Source passage ▸
━━━━━━━━
Over the past 30 years, a steady stream of poor and often illiterate migrants has abandoned the poor villages of the Nile Valley in Egypt heading for Cairo and other wealthier and industrialized cities. Unable to afford proper housing, they have made their home wherever they can, including the graveyard.  

Low Cost

Despite the morbid locale, many graveyard residents said they enjoy the low rent; ranging from 100 to 200 LE per month. They are assigned by the owners of the graveyard to work as grave guards.

Hesham Farghaly, a 70 years old man laying on a bench, beside him a small outlet where he sells candies as well as caned juices, moved there with his parents on 1948. “The rent is really low here, where could I ever find a similar one?“ said Farghaly.

Farghaly and his family are not the only ones to inhabit the shelters built to house coffins in the road to Salah Salem, Helioplis, Cairo. Most graveyard residents spend their lives there and usually they inherit those houses from their parents.

Christians’ graveyards are not for shelter. 

There are no Christians’ graveyards’ residents. The Christians are buried in tombs above the ground. That leaves no space for houses to be built around the graves for living as opposed to the Muslims who are buried under the ground.

There is just one family living for the security for every compound where a large group of dead Christians are put in their tombs. “I’m living here with my whole family since 24 years,” said George Walid. He added that he has a flat outside and he earns his living as working as a guard there.

Dead People are far better than alives.

It is safe to live in inhabited graveyards as opposed to others without residents. Graveyards without residents living there are dangerous, “people commit all types of crimes there,” said Farghali. The place is empty, no one is around which make it so attractive for people who want to rape or murder or steal dead bodies.
━━━━━━━━
Entries from a pointing dataset:
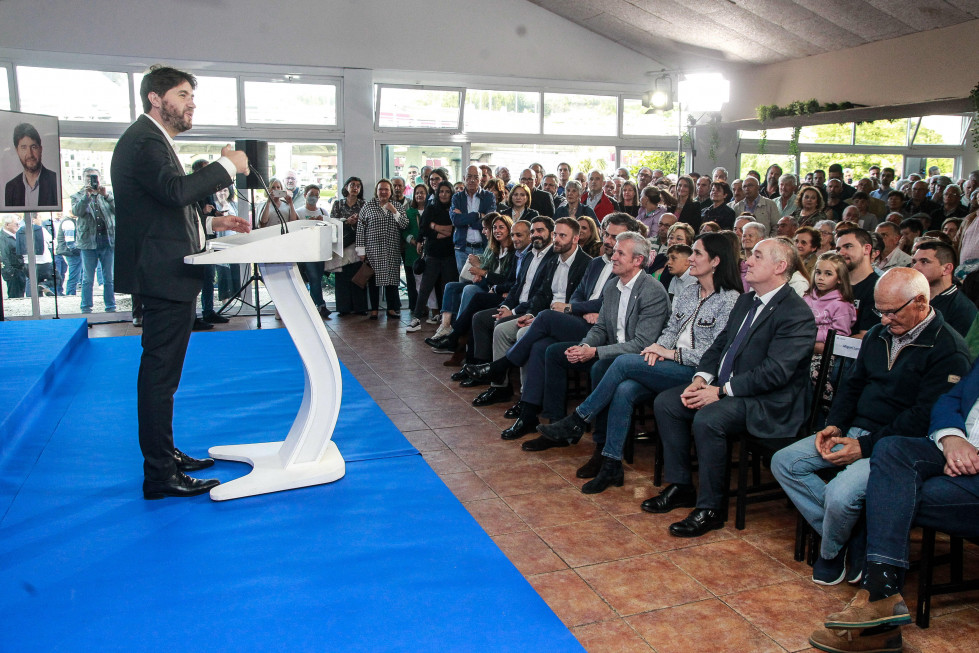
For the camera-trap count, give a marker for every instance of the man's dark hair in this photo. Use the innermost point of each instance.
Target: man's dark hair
(161, 79)
(548, 222)
(914, 225)
(26, 129)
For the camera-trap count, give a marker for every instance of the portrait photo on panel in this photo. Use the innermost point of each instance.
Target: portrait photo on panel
(30, 162)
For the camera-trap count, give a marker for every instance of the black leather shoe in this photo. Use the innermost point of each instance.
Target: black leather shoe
(186, 463)
(697, 523)
(569, 429)
(520, 428)
(543, 444)
(494, 395)
(590, 469)
(478, 371)
(178, 485)
(611, 473)
(673, 497)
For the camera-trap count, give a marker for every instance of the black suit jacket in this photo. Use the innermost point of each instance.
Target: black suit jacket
(47, 195)
(771, 371)
(156, 214)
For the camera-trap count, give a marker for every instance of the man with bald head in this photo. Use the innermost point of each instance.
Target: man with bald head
(890, 391)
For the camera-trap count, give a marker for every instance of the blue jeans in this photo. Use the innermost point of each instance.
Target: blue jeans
(833, 508)
(103, 254)
(908, 487)
(628, 381)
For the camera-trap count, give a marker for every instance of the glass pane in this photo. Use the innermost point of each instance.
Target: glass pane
(290, 103)
(502, 111)
(74, 94)
(939, 130)
(883, 132)
(407, 161)
(516, 157)
(784, 134)
(760, 162)
(635, 120)
(419, 108)
(216, 99)
(592, 115)
(827, 134)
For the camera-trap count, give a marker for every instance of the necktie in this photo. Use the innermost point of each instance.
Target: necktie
(728, 364)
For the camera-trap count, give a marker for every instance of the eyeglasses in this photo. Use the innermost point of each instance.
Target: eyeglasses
(890, 314)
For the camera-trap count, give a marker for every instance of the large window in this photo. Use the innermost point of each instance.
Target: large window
(290, 103)
(578, 114)
(427, 108)
(89, 95)
(513, 112)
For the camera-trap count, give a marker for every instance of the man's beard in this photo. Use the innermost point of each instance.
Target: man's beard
(173, 119)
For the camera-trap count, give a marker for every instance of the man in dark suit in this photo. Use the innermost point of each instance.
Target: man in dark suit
(754, 379)
(36, 186)
(157, 225)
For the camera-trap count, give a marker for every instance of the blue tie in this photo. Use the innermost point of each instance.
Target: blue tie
(728, 365)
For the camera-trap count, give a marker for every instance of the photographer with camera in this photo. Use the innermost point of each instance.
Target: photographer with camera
(95, 237)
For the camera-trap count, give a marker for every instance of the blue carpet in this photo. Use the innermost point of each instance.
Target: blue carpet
(385, 559)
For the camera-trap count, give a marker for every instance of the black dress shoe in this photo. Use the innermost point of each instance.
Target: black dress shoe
(594, 464)
(186, 463)
(178, 485)
(520, 428)
(611, 473)
(673, 497)
(494, 395)
(543, 444)
(697, 523)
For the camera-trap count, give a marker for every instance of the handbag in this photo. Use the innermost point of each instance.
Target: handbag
(363, 275)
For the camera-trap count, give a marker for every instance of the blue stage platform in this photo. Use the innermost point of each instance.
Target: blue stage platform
(385, 559)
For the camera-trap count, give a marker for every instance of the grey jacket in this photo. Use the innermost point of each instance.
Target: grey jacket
(649, 306)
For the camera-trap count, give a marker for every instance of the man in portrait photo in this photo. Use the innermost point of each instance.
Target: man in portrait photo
(36, 186)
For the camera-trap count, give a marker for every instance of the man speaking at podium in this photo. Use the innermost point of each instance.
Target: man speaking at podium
(157, 224)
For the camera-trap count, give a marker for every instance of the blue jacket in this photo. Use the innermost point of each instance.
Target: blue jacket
(464, 220)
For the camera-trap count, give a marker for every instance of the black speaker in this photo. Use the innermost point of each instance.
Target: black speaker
(258, 158)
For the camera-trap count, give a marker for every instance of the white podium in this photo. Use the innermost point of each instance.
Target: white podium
(308, 455)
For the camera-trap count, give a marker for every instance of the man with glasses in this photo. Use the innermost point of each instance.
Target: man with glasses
(890, 391)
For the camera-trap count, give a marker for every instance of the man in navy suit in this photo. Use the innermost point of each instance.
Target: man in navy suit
(754, 378)
(157, 225)
(36, 186)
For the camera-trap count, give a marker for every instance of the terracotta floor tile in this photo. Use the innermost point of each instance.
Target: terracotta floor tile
(787, 612)
(522, 479)
(571, 599)
(444, 461)
(615, 636)
(643, 583)
(529, 553)
(554, 508)
(467, 486)
(591, 542)
(731, 565)
(495, 516)
(704, 627)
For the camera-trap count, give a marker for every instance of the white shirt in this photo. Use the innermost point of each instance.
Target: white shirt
(532, 270)
(625, 293)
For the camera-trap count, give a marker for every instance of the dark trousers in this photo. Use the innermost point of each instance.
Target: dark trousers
(438, 272)
(908, 487)
(708, 429)
(166, 332)
(350, 298)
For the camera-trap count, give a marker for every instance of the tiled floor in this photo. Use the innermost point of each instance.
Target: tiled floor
(611, 572)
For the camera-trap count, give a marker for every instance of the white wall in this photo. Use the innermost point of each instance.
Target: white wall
(489, 37)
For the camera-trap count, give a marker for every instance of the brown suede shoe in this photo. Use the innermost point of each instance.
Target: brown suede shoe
(864, 613)
(849, 641)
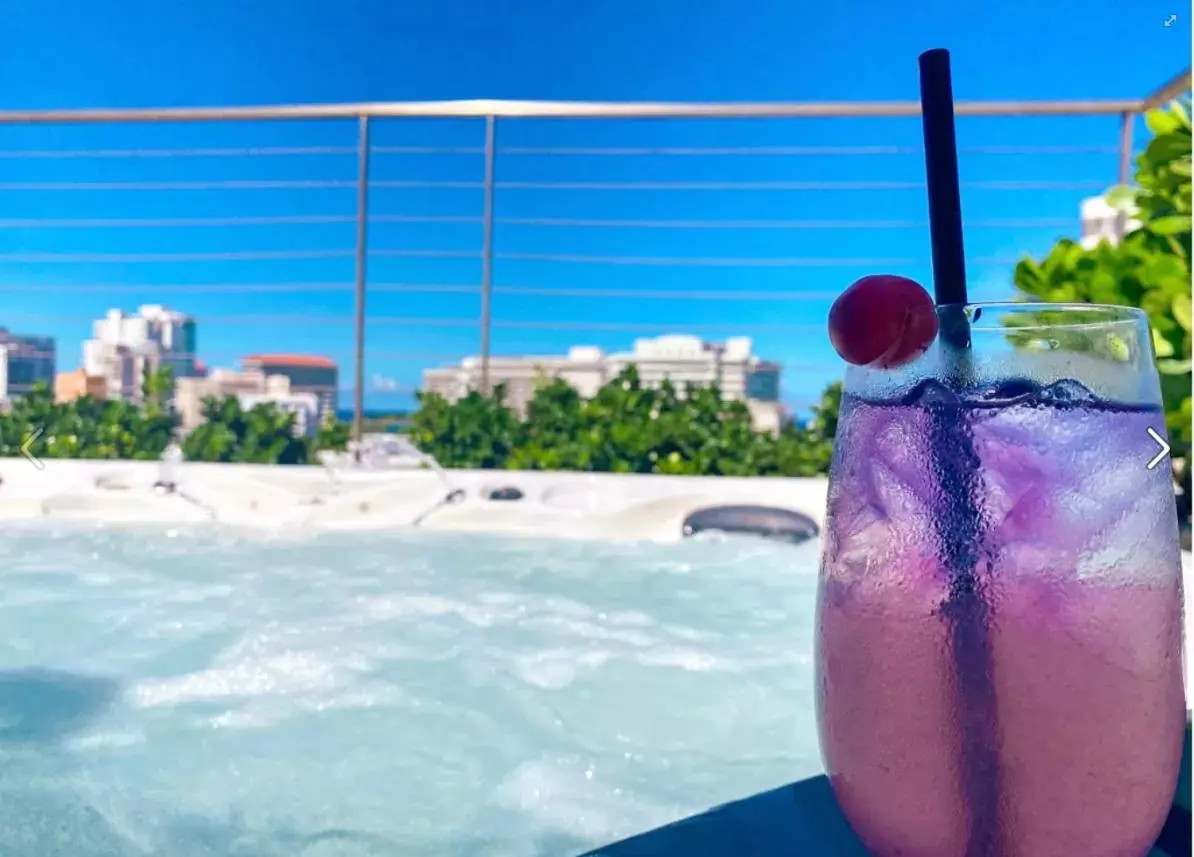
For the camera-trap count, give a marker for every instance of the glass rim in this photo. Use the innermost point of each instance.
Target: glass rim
(1107, 314)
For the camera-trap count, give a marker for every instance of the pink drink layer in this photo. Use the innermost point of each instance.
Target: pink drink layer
(1081, 574)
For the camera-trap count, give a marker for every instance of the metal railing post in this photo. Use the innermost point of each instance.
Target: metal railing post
(1125, 171)
(487, 250)
(1126, 122)
(362, 259)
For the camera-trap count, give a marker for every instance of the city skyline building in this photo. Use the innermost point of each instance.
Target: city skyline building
(125, 345)
(681, 358)
(306, 372)
(25, 361)
(190, 393)
(1102, 222)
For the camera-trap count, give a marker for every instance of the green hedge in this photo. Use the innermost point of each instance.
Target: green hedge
(626, 427)
(117, 430)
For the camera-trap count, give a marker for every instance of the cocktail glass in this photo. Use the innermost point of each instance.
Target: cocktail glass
(999, 610)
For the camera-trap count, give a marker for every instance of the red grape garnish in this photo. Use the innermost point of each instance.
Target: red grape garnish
(882, 321)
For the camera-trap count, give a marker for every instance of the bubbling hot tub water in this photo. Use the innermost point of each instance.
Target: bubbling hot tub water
(201, 692)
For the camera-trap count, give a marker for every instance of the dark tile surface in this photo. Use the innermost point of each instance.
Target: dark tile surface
(802, 820)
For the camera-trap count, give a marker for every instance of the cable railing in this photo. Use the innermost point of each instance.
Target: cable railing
(395, 247)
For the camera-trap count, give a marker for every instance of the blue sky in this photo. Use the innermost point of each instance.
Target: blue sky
(56, 275)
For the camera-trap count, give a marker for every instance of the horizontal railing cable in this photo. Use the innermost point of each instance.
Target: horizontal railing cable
(547, 222)
(399, 184)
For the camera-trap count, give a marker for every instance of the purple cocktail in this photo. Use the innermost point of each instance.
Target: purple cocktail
(1039, 713)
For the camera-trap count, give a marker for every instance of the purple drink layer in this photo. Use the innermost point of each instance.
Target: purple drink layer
(1077, 563)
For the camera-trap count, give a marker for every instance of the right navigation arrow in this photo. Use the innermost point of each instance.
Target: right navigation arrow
(1164, 449)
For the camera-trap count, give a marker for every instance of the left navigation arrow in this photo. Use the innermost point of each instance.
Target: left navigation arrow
(26, 448)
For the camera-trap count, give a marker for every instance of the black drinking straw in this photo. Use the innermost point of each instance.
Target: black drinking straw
(960, 522)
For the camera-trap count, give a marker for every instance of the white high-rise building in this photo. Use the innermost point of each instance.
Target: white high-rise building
(1102, 222)
(681, 358)
(123, 346)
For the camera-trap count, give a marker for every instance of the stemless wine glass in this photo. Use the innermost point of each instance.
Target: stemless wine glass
(999, 611)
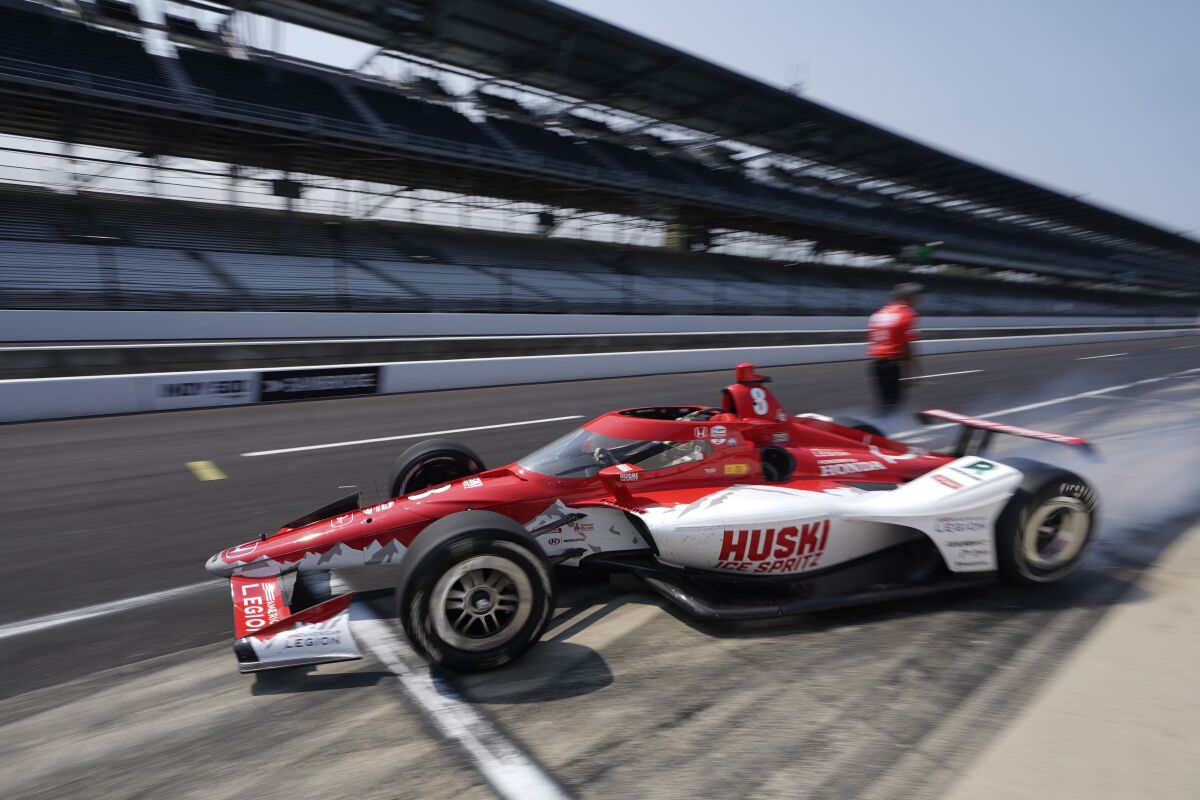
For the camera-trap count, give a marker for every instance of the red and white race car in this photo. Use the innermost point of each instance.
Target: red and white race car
(730, 512)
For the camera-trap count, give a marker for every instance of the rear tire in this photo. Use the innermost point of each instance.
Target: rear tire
(474, 593)
(1043, 531)
(432, 462)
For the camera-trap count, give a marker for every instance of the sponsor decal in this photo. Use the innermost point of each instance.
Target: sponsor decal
(333, 382)
(312, 641)
(948, 482)
(960, 524)
(977, 470)
(851, 468)
(765, 551)
(1080, 492)
(215, 389)
(259, 603)
(430, 493)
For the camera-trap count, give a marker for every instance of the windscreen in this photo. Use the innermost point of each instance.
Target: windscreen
(583, 453)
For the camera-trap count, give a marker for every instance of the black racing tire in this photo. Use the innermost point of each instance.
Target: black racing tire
(858, 425)
(1045, 528)
(502, 575)
(432, 462)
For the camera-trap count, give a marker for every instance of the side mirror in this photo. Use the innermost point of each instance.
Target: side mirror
(617, 479)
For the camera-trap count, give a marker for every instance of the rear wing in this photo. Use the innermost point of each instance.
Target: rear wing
(977, 433)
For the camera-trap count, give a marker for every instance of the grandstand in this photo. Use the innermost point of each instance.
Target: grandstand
(654, 152)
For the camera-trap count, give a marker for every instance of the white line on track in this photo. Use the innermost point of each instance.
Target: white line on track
(943, 374)
(100, 609)
(117, 606)
(412, 435)
(1056, 401)
(508, 770)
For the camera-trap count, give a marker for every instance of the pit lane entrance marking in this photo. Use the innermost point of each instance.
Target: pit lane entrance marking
(513, 774)
(205, 470)
(943, 374)
(411, 435)
(1056, 401)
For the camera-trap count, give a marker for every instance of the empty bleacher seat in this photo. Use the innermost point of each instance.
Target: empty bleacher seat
(253, 85)
(423, 119)
(65, 49)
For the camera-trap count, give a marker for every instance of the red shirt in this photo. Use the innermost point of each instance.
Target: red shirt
(891, 330)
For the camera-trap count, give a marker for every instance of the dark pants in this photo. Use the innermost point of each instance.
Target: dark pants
(887, 383)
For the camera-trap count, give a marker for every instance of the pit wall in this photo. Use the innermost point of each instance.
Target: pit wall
(47, 398)
(24, 325)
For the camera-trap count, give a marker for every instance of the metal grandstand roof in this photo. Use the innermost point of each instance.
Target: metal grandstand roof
(546, 46)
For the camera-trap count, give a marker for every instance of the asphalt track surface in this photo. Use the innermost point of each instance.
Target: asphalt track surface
(624, 697)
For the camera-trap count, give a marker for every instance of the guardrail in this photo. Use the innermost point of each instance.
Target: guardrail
(48, 398)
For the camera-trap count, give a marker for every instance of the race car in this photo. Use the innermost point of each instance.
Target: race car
(736, 511)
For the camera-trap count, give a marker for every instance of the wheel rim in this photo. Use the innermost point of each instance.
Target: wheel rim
(481, 602)
(1055, 533)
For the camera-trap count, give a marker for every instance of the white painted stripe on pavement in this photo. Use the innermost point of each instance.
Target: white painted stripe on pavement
(508, 770)
(1056, 401)
(100, 609)
(943, 374)
(411, 435)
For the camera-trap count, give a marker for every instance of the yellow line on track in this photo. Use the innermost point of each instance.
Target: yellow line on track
(205, 470)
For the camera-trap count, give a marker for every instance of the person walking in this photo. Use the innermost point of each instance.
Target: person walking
(891, 332)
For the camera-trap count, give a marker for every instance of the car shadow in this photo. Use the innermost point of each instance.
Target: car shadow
(551, 671)
(292, 680)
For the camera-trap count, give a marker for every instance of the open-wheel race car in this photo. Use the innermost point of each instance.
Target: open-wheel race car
(733, 512)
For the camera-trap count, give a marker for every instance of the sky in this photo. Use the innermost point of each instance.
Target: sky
(1093, 97)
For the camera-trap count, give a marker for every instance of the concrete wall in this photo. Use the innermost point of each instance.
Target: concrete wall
(43, 398)
(24, 325)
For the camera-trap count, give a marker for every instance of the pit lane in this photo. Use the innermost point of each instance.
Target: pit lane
(624, 698)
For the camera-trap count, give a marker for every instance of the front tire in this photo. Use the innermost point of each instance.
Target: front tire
(1043, 531)
(432, 462)
(474, 593)
(858, 425)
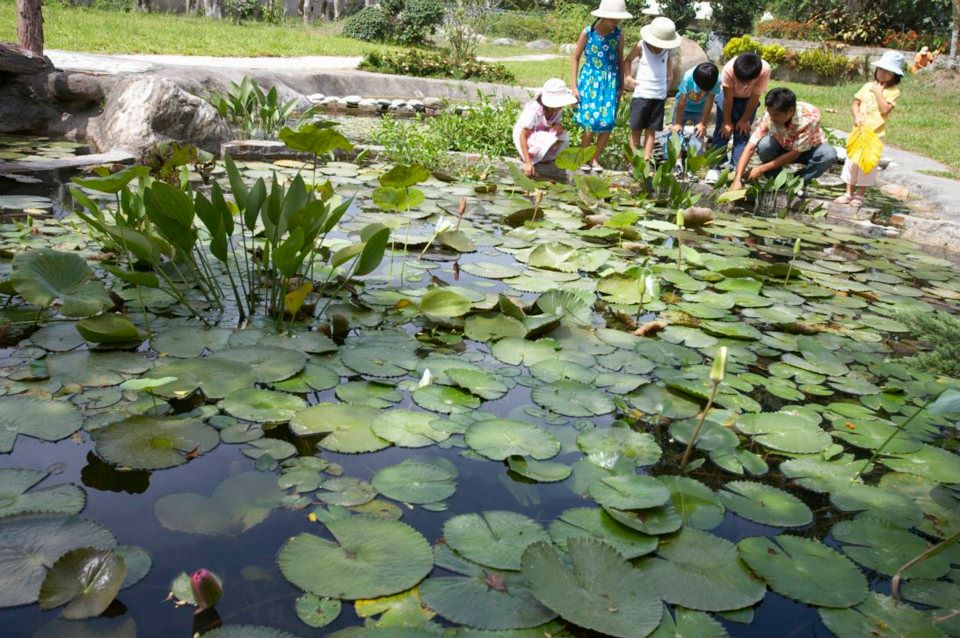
━━━━━━━━
Directions ▸
**A)** Update the article on Cairo's graveyard residents, starting with "Christians’ graveyards are" and going on through "better than alives.", and replace "tombs" with "crypts".
**B)** According to the article on Cairo's graveyard residents, how much monthly rent do the residents pay?

Expected responses ▸
**A)**
Christians’ graveyards are not for shelter. 

There are no Christians’ graveyards’ residents. The Christians are buried in crypts above the ground. That leaves no space for houses to be built around the graves for living as opposed to the Muslims who are buried under the ground.

There is just one family living for the security for every compound where a large group of dead Christians are put in their crypts. “I’m living here with my whole family since 24 years,” said George Walid. He added that he has a flat outside and he earns his living as working as a guard there.

Dead People are far better than alives.

**B)** From 100 to 200 LE per month.